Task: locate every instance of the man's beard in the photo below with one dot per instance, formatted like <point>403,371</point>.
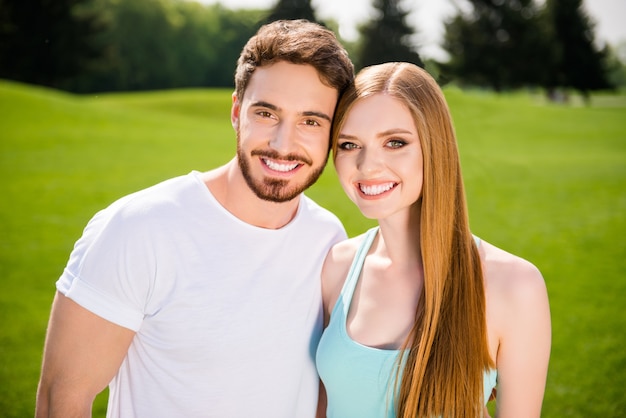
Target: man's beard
<point>275,190</point>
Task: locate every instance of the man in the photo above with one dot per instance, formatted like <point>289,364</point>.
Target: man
<point>200,296</point>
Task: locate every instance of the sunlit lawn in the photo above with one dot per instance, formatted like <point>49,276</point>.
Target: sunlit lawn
<point>547,182</point>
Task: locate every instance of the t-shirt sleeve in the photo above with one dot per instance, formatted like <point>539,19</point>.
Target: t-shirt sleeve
<point>109,270</point>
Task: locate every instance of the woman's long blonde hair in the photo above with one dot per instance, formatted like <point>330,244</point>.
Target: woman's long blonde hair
<point>447,347</point>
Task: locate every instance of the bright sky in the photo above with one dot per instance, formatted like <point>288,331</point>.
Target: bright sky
<point>427,18</point>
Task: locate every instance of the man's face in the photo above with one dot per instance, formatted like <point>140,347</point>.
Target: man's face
<point>283,128</point>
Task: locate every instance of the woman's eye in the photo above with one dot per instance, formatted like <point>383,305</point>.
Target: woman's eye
<point>347,146</point>
<point>396,143</point>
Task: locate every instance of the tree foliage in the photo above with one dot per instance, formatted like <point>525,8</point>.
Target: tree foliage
<point>505,44</point>
<point>48,42</point>
<point>292,9</point>
<point>498,43</point>
<point>387,37</point>
<point>580,64</point>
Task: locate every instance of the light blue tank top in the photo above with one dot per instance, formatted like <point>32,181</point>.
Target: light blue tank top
<point>359,379</point>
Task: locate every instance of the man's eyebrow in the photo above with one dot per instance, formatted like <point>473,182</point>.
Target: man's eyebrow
<point>264,104</point>
<point>317,114</point>
<point>267,105</point>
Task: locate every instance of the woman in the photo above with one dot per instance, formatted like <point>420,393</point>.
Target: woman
<point>421,316</point>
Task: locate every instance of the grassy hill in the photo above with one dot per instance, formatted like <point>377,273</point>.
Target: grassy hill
<point>545,182</point>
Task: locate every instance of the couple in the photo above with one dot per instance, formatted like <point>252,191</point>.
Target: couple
<point>201,296</point>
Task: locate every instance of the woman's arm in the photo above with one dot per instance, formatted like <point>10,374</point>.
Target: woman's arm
<point>522,319</point>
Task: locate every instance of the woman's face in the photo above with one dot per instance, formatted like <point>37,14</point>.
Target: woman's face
<point>379,157</point>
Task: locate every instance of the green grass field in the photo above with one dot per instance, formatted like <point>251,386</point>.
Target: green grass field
<point>546,182</point>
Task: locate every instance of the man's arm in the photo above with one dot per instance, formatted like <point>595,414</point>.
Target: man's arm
<point>82,353</point>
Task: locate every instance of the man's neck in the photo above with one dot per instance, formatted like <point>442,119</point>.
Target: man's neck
<point>229,188</point>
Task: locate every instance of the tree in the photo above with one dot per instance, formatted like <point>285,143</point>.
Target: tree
<point>47,42</point>
<point>292,9</point>
<point>387,37</point>
<point>580,64</point>
<point>501,44</point>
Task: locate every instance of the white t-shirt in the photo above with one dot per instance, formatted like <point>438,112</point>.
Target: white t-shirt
<point>227,315</point>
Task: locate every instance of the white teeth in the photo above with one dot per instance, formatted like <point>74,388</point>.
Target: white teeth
<point>280,167</point>
<point>375,190</point>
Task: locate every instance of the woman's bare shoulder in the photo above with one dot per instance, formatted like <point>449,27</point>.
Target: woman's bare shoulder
<point>336,268</point>
<point>511,281</point>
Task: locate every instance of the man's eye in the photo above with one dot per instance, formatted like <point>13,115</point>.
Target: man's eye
<point>347,146</point>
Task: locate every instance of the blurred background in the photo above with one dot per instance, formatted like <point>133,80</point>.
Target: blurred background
<point>90,46</point>
<point>100,98</point>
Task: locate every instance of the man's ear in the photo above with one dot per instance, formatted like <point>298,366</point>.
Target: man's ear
<point>234,111</point>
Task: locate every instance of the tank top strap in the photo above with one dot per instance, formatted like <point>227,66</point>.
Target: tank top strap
<point>345,297</point>
<point>476,240</point>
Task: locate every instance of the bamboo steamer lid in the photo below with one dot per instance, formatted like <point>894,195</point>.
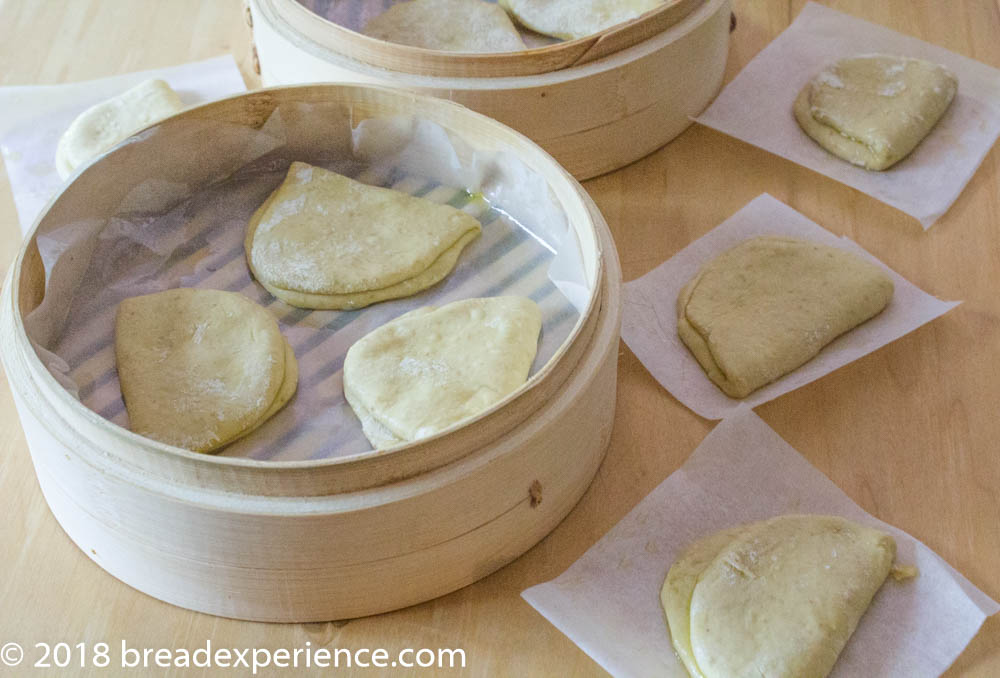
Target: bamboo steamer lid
<point>596,104</point>
<point>334,538</point>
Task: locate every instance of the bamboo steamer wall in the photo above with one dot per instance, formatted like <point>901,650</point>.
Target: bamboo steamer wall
<point>335,538</point>
<point>593,117</point>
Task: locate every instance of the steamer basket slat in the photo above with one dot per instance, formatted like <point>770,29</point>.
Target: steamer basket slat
<point>671,60</point>
<point>335,538</point>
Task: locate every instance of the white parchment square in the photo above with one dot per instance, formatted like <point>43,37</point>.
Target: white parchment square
<point>608,603</point>
<point>34,117</point>
<point>649,320</point>
<point>757,108</point>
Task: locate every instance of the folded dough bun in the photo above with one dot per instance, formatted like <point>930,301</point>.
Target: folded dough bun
<point>770,304</point>
<point>571,19</point>
<point>873,110</point>
<point>447,25</point>
<point>324,241</point>
<point>779,598</point>
<point>432,367</point>
<point>102,126</point>
<point>200,368</point>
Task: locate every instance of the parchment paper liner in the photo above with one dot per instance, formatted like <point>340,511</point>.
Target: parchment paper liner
<point>757,108</point>
<point>649,321</point>
<point>608,603</point>
<point>186,228</point>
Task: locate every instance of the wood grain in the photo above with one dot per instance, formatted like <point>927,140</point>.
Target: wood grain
<point>910,432</point>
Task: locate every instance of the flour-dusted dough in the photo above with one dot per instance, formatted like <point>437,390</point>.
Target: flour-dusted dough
<point>200,368</point>
<point>779,598</point>
<point>571,19</point>
<point>675,596</point>
<point>448,25</point>
<point>873,110</point>
<point>432,367</point>
<point>102,126</point>
<point>325,241</point>
<point>770,304</point>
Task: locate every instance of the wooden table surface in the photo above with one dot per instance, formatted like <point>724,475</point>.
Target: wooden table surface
<point>910,432</point>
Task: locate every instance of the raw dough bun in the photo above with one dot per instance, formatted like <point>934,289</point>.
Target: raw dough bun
<point>571,19</point>
<point>432,367</point>
<point>770,304</point>
<point>873,110</point>
<point>325,241</point>
<point>449,25</point>
<point>675,596</point>
<point>779,598</point>
<point>102,126</point>
<point>200,368</point>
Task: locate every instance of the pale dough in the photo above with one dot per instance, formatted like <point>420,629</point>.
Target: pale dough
<point>873,110</point>
<point>430,368</point>
<point>102,126</point>
<point>200,368</point>
<point>325,241</point>
<point>779,598</point>
<point>571,19</point>
<point>448,25</point>
<point>770,304</point>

• WORK TO COMPLETE
Recast all of the material above as a Markdown table with the columns Row and Line, one numbered row per line. Skip blank lines and leave out the pictures.

• SOLUTION TO THIS PROBLEM
| Row | Line |
|---|---|
| 1 | Task: locate every instance of the man's beard in the photo below with one dot per instance, formatted like <point>403,371</point>. |
| 2 | Target: man's beard |
| 3 | <point>275,190</point> |
| 4 | Task: locate every instance of the man in the photo above with one dot per instance, formatted like <point>289,364</point>. |
| 5 | Target: man |
| 6 | <point>200,296</point> |
| 7 | Task: locate every instance of the sunlit lawn in the photo above with one dot per instance, formatted like <point>49,276</point>. |
| 8 | Target: sunlit lawn |
| 9 | <point>547,182</point> |
| 10 | Task: locate every instance of the t-shirt sleeve in the photo above with one dot per instance, formatted like <point>539,19</point>. |
| 11 | Target: t-shirt sleeve |
| 12 | <point>109,270</point> |
| 13 | Task: locate every instance of the woman's long blonde hair in the photo above with one dot per instance, formatted like <point>330,244</point>. |
| 14 | Target: woman's long blonde hair |
| 15 | <point>447,347</point> |
| 16 | Task: locate every instance of the bright sky in the photo above with one dot per instance, formatted like <point>288,331</point>. |
| 17 | Target: bright sky |
| 18 | <point>427,18</point> |
| 19 | Task: locate every instance of the man's face in the photo above with one dot per instance, formatted like <point>140,347</point>. |
| 20 | Target: man's face |
| 21 | <point>283,128</point> |
| 22 | Task: locate every instance of the woman's eye in the photo above with one dot per instance, formatted like <point>383,305</point>. |
| 23 | Target: woman's eye |
| 24 | <point>347,146</point> |
| 25 | <point>396,143</point> |
| 26 | Task: locate every instance of the tree foliage in the photo above with one dot per instance, formatted like <point>525,8</point>. |
| 27 | Target: tree foliage |
| 28 | <point>505,44</point> |
| 29 | <point>48,42</point> |
| 30 | <point>292,9</point> |
| 31 | <point>498,43</point> |
| 32 | <point>387,37</point> |
| 33 | <point>580,64</point> |
| 34 | Task: locate every instance of the light blue tank top in the photo above with one dot per instance, formatted like <point>32,181</point>. |
| 35 | Target: light blue tank top |
| 36 | <point>359,379</point> |
| 37 | Task: locate every instance of the man's eyebrow in the photo above with one dot per instance, formatted like <point>473,182</point>. |
| 38 | Target: man's eyebrow |
| 39 | <point>264,104</point> |
| 40 | <point>317,114</point> |
| 41 | <point>267,105</point> |
| 42 | Task: locate every instance of the woman in the photo above with one dot per instance, formatted like <point>420,393</point>. |
| 43 | Target: woman |
| 44 | <point>421,316</point> |
| 45 | Task: locate every instance of the grassy hill in the photo above with one dot per instance, formatted like <point>377,273</point>. |
| 46 | Target: grassy hill |
| 47 | <point>545,182</point> |
| 48 | Task: locate every instance of the couple in the photo above with one dot per instance, formatted like <point>252,191</point>. |
| 49 | Target: couple |
| 50 | <point>201,296</point> |
| 51 | Task: locate every instance of the woman's arm in the photo above with one dot per instance, formatted like <point>10,374</point>. |
| 52 | Target: woman's arm |
| 53 | <point>522,319</point> |
| 54 | Task: locate every instance of the woman's face in the photo above with one dot per instance, formatted like <point>37,14</point>. |
| 55 | Target: woman's face |
| 56 | <point>379,157</point> |
| 57 | Task: locate every instance of the green grass field in the photo above with one dot per instance, formatted like <point>251,386</point>. |
| 58 | Target: green grass field |
| 59 | <point>546,182</point> |
| 60 | Task: locate every instance of the man's arm in the photo above with one dot per instance, formatted like <point>595,414</point>. |
| 61 | Target: man's arm |
| 62 | <point>82,353</point> |
| 63 | Task: locate every instance of the man's neck in the photo above with one dot per instance, formatted like <point>442,119</point>. |
| 64 | Target: man's neck |
| 65 | <point>229,188</point> |
| 66 | Task: locate every instance of the tree in the photo above with one dot per instance, formatted like <point>285,143</point>. |
| 67 | Target: tree |
| 68 | <point>47,42</point> |
| 69 | <point>292,9</point> |
| 70 | <point>387,37</point> |
| 71 | <point>580,64</point> |
| 72 | <point>501,44</point> |
| 73 | Task: locate every instance of the white t-shirt in the photo above with one dot per instance, formatted like <point>438,112</point>. |
| 74 | Target: white t-shirt |
| 75 | <point>227,315</point> |
| 76 | Task: locate every instance of the white teeth in the photo above with one dot per instance, formatted like <point>74,388</point>. |
| 77 | Target: white teeth |
| 78 | <point>280,167</point> |
| 79 | <point>375,190</point> |
| 80 | Task: locate every instance of the woman's bare shoulder in the photo above with one dot per instance, formatted like <point>449,27</point>. |
| 81 | Target: woman's bare shoulder |
| 82 | <point>336,268</point> |
| 83 | <point>511,281</point> |
| 84 | Task: locate every instance of the man's eye in the photo above with one dot per instance, formatted like <point>13,115</point>. |
| 85 | Target: man's eye |
| 86 | <point>347,146</point> |
| 87 | Task: locate every instance of the blurred background in the photo above with one dot per instance, formatted like <point>133,80</point>. |
| 88 | Target: blurred background |
| 89 | <point>90,46</point> |
| 90 | <point>100,98</point> |
| 91 | Task: locate every instance of the man's ear in the photo above with one dot per instance, formatted like <point>298,366</point>. |
| 92 | Target: man's ear |
| 93 | <point>234,111</point> |
| 94 | Task: locate every instance of the tank top strap in the photo above with one dot per instance, formatted like <point>227,66</point>. |
| 95 | Target: tank top strap |
| 96 | <point>345,297</point> |
| 97 | <point>476,240</point> |
| 98 | Task: locate every instance of the bamboo steamer lid in the photo below with one dot per instance, formatted like <point>894,195</point>. |
| 99 | Target: bamboo steamer lid |
| 100 | <point>596,104</point> |
| 101 | <point>334,538</point> |
| 102 | Task: locate every instance of the bamboo steamer wall in the photo above with one dot per instance, formatted like <point>901,650</point>. |
| 103 | Target: bamboo steamer wall |
| 104 | <point>335,538</point> |
| 105 | <point>593,117</point> |
| 106 | Task: locate every instance of the steamer basket slat in the photo above with one dot per instance, formatted like <point>770,29</point>. |
| 107 | Target: steamer basket slat |
| 108 | <point>671,60</point> |
| 109 | <point>335,538</point> |
| 110 | Task: locate every instance of the white parchment square in the photo above with one dot per instance, formatted like <point>43,37</point>. |
| 111 | Target: white parchment square |
| 112 | <point>608,603</point> |
| 113 | <point>34,117</point> |
| 114 | <point>649,320</point> |
| 115 | <point>757,108</point> |
| 116 | Task: locate every instance of the folded dough bun in the photo above with one dot per instance, formatted like <point>930,301</point>. |
| 117 | Target: folded dough bun |
| 118 | <point>770,304</point> |
| 119 | <point>571,19</point> |
| 120 | <point>873,110</point> |
| 121 | <point>447,25</point> |
| 122 | <point>324,241</point> |
| 123 | <point>779,598</point> |
| 124 | <point>432,367</point> |
| 125 | <point>102,126</point> |
| 126 | <point>200,368</point> |
| 127 | Task: locate every instance of the parchment paper liner in the photo above with one dot per instance, formatted like <point>340,511</point>. |
| 128 | Target: parchment paper liner |
| 129 | <point>757,108</point> |
| 130 | <point>649,321</point> |
| 131 | <point>608,603</point> |
| 132 | <point>186,228</point> |
| 133 | Task: locate every instance of the wood grain in the photo above with one dot per instance, formatted like <point>927,140</point>. |
| 134 | Target: wood grain |
| 135 | <point>910,432</point> |
| 136 | Task: locate every instance of the flour-dusted dough in the photo above with one dot per instance, formatted like <point>437,390</point>. |
| 137 | Target: flour-dusted dough |
| 138 | <point>200,368</point> |
| 139 | <point>779,598</point> |
| 140 | <point>571,19</point> |
| 141 | <point>675,596</point> |
| 142 | <point>448,25</point> |
| 143 | <point>873,110</point> |
| 144 | <point>432,367</point> |
| 145 | <point>102,126</point> |
| 146 | <point>325,241</point> |
| 147 | <point>770,304</point> |
| 148 | Task: locate every instance of the wooden table surface in the photo above with one dot per instance, formatted like <point>724,475</point>. |
| 149 | Target: wooden table surface |
| 150 | <point>910,432</point> |
| 151 | Task: locate every instance of the raw dough bun in the photo above with one dot per instance, formatted like <point>934,289</point>. |
| 152 | Target: raw dough bun |
| 153 | <point>571,19</point> |
| 154 | <point>432,367</point> |
| 155 | <point>770,304</point> |
| 156 | <point>873,110</point> |
| 157 | <point>325,241</point> |
| 158 | <point>449,25</point> |
| 159 | <point>675,596</point> |
| 160 | <point>779,598</point> |
| 161 | <point>102,126</point> |
| 162 | <point>200,368</point> |
| 163 | Task: locate every instance of the pale dough in the photo above with one dot per instance, formatted like <point>420,629</point>. |
| 164 | Target: pale dough |
| 165 | <point>873,110</point> |
| 166 | <point>430,368</point> |
| 167 | <point>102,126</point> |
| 168 | <point>200,368</point> |
| 169 | <point>325,241</point> |
| 170 | <point>779,598</point> |
| 171 | <point>571,19</point> |
| 172 | <point>448,25</point> |
| 173 | <point>770,304</point> |